### Set problem
Leave out any picture and return the remaining listing below exactly as given.

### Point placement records
☆ ☆ ☆
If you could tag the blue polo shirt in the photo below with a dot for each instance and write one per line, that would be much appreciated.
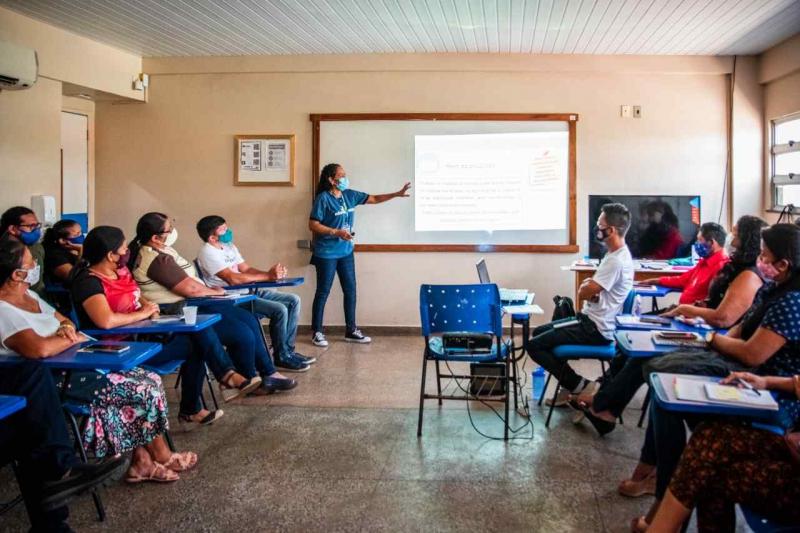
(336, 213)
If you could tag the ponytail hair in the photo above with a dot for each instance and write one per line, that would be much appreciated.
(60, 230)
(149, 224)
(328, 171)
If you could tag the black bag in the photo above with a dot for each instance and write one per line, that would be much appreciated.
(564, 307)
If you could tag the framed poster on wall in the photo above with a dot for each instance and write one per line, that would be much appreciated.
(263, 160)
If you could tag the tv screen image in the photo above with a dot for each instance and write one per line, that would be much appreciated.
(662, 227)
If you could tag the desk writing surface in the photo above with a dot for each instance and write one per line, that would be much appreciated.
(152, 326)
(285, 282)
(662, 385)
(10, 405)
(72, 359)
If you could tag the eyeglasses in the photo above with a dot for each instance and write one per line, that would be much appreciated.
(33, 227)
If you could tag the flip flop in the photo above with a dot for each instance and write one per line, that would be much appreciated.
(153, 475)
(181, 462)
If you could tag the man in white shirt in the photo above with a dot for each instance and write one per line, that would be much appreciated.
(603, 295)
(221, 265)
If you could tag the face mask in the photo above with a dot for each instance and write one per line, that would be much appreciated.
(601, 234)
(703, 249)
(122, 262)
(227, 237)
(730, 249)
(32, 276)
(767, 270)
(29, 238)
(172, 237)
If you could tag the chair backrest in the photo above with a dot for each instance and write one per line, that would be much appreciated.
(470, 308)
(627, 305)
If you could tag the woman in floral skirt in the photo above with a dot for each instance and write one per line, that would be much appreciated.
(127, 409)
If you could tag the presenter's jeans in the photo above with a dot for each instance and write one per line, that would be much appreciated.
(546, 337)
(241, 333)
(283, 311)
(37, 437)
(326, 270)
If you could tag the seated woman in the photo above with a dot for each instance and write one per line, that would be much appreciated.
(106, 296)
(62, 249)
(728, 462)
(766, 341)
(166, 278)
(128, 411)
(733, 289)
(731, 293)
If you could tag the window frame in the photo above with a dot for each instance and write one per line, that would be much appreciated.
(780, 180)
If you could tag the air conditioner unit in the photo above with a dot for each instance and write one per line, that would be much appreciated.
(19, 66)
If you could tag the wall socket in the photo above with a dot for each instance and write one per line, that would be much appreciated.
(630, 111)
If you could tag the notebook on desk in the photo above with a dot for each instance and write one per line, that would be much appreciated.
(507, 296)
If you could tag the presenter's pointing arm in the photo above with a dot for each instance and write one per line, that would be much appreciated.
(380, 198)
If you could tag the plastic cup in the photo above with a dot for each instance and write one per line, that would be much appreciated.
(190, 315)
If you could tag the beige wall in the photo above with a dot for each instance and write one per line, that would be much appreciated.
(30, 139)
(30, 143)
(175, 153)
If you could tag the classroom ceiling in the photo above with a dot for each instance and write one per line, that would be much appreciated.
(253, 27)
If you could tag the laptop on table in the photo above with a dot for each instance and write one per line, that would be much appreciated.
(507, 296)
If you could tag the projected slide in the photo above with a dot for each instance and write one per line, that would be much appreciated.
(491, 182)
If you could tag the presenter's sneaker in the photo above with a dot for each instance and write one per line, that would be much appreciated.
(319, 340)
(357, 336)
(304, 358)
(291, 364)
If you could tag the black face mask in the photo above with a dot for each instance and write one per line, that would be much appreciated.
(601, 234)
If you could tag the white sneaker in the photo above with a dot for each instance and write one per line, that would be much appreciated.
(357, 336)
(319, 340)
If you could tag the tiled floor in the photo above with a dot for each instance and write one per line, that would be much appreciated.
(340, 453)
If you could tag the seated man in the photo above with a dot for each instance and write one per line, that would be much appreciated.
(710, 247)
(603, 295)
(221, 265)
(36, 437)
(21, 224)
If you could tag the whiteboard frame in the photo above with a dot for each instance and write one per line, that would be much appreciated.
(570, 118)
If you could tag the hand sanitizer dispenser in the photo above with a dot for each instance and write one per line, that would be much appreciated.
(45, 209)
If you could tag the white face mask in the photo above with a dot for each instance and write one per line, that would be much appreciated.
(172, 237)
(32, 276)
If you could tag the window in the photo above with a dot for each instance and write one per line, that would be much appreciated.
(785, 161)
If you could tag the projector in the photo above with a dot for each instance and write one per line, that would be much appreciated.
(467, 342)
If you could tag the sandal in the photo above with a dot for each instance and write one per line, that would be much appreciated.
(188, 423)
(159, 474)
(230, 393)
(639, 525)
(181, 462)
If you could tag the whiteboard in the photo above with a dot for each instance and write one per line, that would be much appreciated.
(379, 157)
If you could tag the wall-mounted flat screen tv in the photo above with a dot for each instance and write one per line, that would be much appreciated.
(662, 227)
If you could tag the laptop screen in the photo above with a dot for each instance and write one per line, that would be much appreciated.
(483, 272)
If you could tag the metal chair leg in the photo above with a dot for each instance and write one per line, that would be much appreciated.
(98, 503)
(439, 382)
(422, 394)
(544, 390)
(645, 407)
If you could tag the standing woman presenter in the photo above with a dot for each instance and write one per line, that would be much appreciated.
(331, 221)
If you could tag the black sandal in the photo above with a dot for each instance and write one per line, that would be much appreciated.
(188, 422)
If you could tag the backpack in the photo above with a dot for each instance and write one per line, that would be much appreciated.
(564, 307)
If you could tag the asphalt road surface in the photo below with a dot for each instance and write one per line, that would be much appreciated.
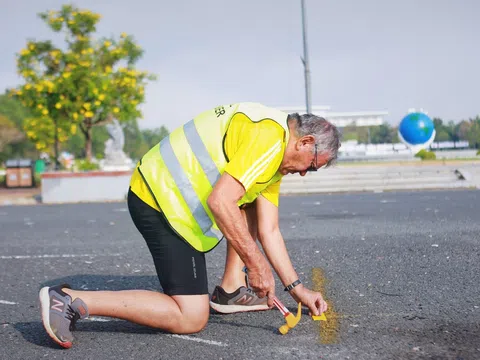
(400, 271)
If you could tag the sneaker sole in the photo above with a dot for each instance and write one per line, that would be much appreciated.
(45, 305)
(230, 309)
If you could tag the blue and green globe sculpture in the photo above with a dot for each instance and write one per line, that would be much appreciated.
(417, 131)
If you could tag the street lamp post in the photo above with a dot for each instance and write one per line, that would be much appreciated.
(305, 59)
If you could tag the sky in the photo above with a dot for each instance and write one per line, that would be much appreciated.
(365, 55)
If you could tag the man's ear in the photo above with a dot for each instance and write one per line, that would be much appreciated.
(307, 140)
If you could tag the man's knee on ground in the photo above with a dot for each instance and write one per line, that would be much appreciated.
(195, 312)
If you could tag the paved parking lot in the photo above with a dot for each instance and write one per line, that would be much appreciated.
(399, 271)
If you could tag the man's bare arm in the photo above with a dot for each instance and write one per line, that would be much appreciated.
(223, 204)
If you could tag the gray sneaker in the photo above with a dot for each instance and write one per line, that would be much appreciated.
(241, 300)
(59, 314)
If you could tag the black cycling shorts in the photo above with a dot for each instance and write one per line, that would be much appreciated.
(180, 268)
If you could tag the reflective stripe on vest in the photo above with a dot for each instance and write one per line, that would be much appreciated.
(183, 183)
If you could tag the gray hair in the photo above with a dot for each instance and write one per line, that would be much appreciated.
(327, 136)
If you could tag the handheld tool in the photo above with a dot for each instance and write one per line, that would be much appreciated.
(291, 320)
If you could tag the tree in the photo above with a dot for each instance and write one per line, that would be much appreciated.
(473, 136)
(14, 111)
(8, 133)
(82, 84)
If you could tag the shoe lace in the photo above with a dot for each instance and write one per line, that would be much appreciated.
(73, 316)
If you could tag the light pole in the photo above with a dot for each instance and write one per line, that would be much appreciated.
(305, 59)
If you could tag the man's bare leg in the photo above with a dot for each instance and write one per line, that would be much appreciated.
(180, 314)
(234, 277)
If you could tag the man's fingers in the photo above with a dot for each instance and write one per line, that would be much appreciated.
(270, 297)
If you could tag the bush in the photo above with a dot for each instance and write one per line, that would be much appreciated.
(85, 165)
(426, 155)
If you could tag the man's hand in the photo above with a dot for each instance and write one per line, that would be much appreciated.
(260, 279)
(311, 299)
☆ ☆ ☆
### Exercise response
If you could tag the blue polo shirt in the photo below with a dot for each instance and write one per line, that would be much appreciated.
(336, 213)
If you could tag the ponytail hair in the photo above with a dot for each instance and write one per line, that would be much appreciated.
(60, 230)
(149, 224)
(328, 171)
If you could tag the black bag in the photo above with a dot for each instance and write one per line, that would be much appreciated.
(564, 307)
If you could tag the framed poster on wall in the photo above with a dot for each instance and write one per line, that would be much appreciated.
(263, 160)
If you could tag the tv screen image in the photo above with a dot for each instance and write one per line, that would be much appreciated.
(662, 227)
If you could tag the desk writing surface in the photo above with a dot for each instance and write one per line, that would be much appreciated.
(152, 326)
(285, 282)
(662, 385)
(10, 405)
(72, 359)
If you could tag the eyeglasses in the photo above with a dot for each instance and write one per line, that would be much appreciated.
(33, 227)
If you could tag the flip flop in the photo above with a dot for each instance and write one per line, that would be much appreciated.
(153, 475)
(181, 462)
If you could tag the man in white shirt in the photo above with a dot for each instance and write one per line, that would be much appreciated.
(603, 295)
(221, 265)
If you could tag the face mask in the photo above with a dot for each instance and write one per line, that would be much appreciated.
(601, 234)
(703, 249)
(122, 262)
(227, 237)
(730, 249)
(32, 276)
(767, 270)
(29, 238)
(172, 237)
If you could tag the chair backrest in the photo above with a dot for each instance and write one per line, that would be much appreciated.
(470, 308)
(627, 305)
If you could tag the woman in floral skirt in the photo above with a dot for each instance and write one per line, that would be much appreciated.
(127, 409)
If you could tag the presenter's jeans in the photo above with a dot for each instance and write one per line, that would be much appreciated.
(546, 337)
(241, 333)
(283, 311)
(37, 437)
(326, 270)
If you could tag the seated woman in the photo above with a dot for each instance and write one per line, that would be much appreciated.
(106, 296)
(62, 249)
(728, 462)
(766, 341)
(166, 278)
(128, 411)
(733, 289)
(731, 293)
If you could tag the window frame in the photo above with a dot for each instance and write one per line, that would be much appreciated.
(780, 180)
If you could tag the air conditioner unit in the photo above with a dot for each instance and write one per line, that would be much appreciated.
(19, 66)
If you could tag the wall socket in the photo above with a dot for each instance and write one per line, that would be much appreciated.
(630, 111)
If you could tag the notebook on desk in the photo above with a dot for each instance and write one per line, that would be much appreciated.
(507, 296)
If you could tag the presenter's pointing arm in the photo above with a dot for each instance and write one per line, that would be much appreciated.
(380, 198)
If you could tag the plastic cup in the photo above with a dot for each instance and write one per line, that would be much appreciated.
(190, 315)
If you could tag the beige wall in the photo above with a dot for each instance and write one per line, that would be much appreciated.
(30, 139)
(30, 143)
(175, 153)
If you could tag the classroom ceiling in the photo above with a dot for each instance and write one per line, that would be much appreciated.
(253, 27)
If you could tag the laptop on table in the photo above with a dot for each instance and write one per line, that would be much appreciated.
(507, 296)
If you could tag the projected slide in the photo above with a dot for each instance and write one per line, that would be much appreciated.
(491, 182)
If you could tag the presenter's sneaker in the photo above with a dot for each instance and write one per line, that would be much appreciated.
(319, 340)
(357, 336)
(304, 358)
(291, 364)
If you could tag the black face mask in the photo above with a dot for each instance and write one per line, that would be much appreciated.
(601, 234)
If you could tag the white sneaker in the photo above with a dot for each instance and write one per line, that would be much appreciated.
(357, 336)
(319, 340)
If you could tag the tiled floor in the photo above with a dot for each instance and write one per line, that would be much appreciated.
(340, 453)
If you could tag the seated man in the photo above with a dot for each instance and write one per line, that would be much appreciated.
(710, 247)
(603, 295)
(221, 265)
(36, 437)
(21, 224)
If you could tag the whiteboard frame in the photo above with a dot for each instance and write one per line, that would be much appreciated.
(570, 118)
If you could tag the hand sanitizer dispenser in the photo above with a dot for each instance and write one per line, that would be much appreciated.
(45, 209)
If you could tag the white face mask in the photo above with a dot for each instance and write one per line, that would be much appreciated.
(172, 237)
(32, 276)
If you could tag the window in the photo above with a dot for each instance and write one per line, that would be much appreciated.
(785, 161)
If you could tag the projector in the photo above with a dot for each instance and write one per line, that would be much appreciated.
(467, 342)
If you could tag the sandal in the photo above with a dot for each instance and write one per line, that would be much appreciated.
(188, 423)
(159, 474)
(230, 393)
(639, 525)
(181, 462)
If you could tag the whiteboard in the photo above with a dot for each instance and write one per line, that would be much appreciated.
(379, 157)
If you could tag the wall-mounted flat screen tv in the photo above with a dot for each instance and write one per line, that would be much appreciated.
(662, 227)
If you could tag the laptop screen in the photo above with a dot for each instance and write one per line, that would be much appreciated.
(483, 272)
If you could tag the metal chair leg in the photo above with a dot for each instance and write one per line, that would be much appreciated.
(98, 503)
(439, 382)
(422, 394)
(544, 390)
(645, 407)
If you could tag the standing woman presenter in the photo above with a dot for each instance and write one per line, that would be much appreciated.
(331, 221)
If you could tag the black sandal in the photo above with a dot for each instance and write one per line, that would be much appreciated.
(188, 422)
If you could tag the backpack in the photo above with a dot for each instance and write one per line, that would be much appreciated.
(564, 307)
If you could tag the asphalt road surface in the photo below with a dot for each instance and write one per line, that would be much appreciated.
(400, 271)
If you could tag the sneaker sole in the photo above with a dot for each instance and write one per line, that would be much appreciated.
(45, 305)
(230, 309)
If you could tag the blue and green globe sculpture in the photo above with a dot for each instance and write one per line, that would be much appreciated.
(417, 131)
If you could tag the street lamp post in the photo above with a dot for each instance and write one per line, that would be much appreciated.
(305, 59)
If you could tag the sky in the photo above with a dot for each instance and write one per line, that would be much appreciated.
(365, 55)
If you could tag the man's ear in the photo above with a dot for each instance and write one per line, that would be much appreciated.
(307, 140)
If you could tag the man's knee on ground in the photo above with a dot for each instance and write one per line, that would be much appreciated.
(195, 312)
If you could tag the paved parking lot in the photo above with a dot for each instance and write one per line, that would be much appreciated.
(399, 271)
If you could tag the man's bare arm in the photo above with a dot for each instance and write one per line, that would be much appreciated.
(223, 204)
If you could tag the gray sneaker in the photo above with a dot for each instance and write one per line, that would be much appreciated.
(241, 300)
(59, 314)
If you could tag the black cycling shorts in the photo above with a dot for each instance and write one per line, that would be much appreciated.
(180, 268)
If you could tag the reflective stripe on vest in the photo above with a dot for each instance and write one per line, that would be much appreciated.
(183, 183)
If you could tag the gray hair in the photo above with a dot for each instance and write one per line, that would be much appreciated.
(327, 136)
If you could tag the handheld tool in the photo above with a dot for each instance and write one per line, that would be much appreciated.
(291, 320)
If you could tag the tree in the photo above with a dot for each instance and write one per line, that would be much appreciated.
(473, 136)
(14, 111)
(8, 133)
(82, 84)
If you could tag the shoe lace in the photo above with a dot for each instance and write one per line, that would be much appreciated.
(73, 316)
If you could tag the light pole in the photo above with a dot for each instance and write one per line, that would be much appreciated.
(305, 59)
If you could tag the man's bare leg in the photo above with a dot for each instance and write one per line, that would be much appreciated.
(180, 314)
(234, 277)
If you could tag the man's fingers in the photo above with a dot for each instance and write one per line, that would be much appreciated.
(270, 297)
If you could tag the bush in the photo above with a dot for each instance and write one per line, that would be much appreciated.
(85, 165)
(426, 155)
If you could tag the man's hand in the photo above with a dot for each instance and write one per line, that would be much appreciated.
(260, 279)
(311, 299)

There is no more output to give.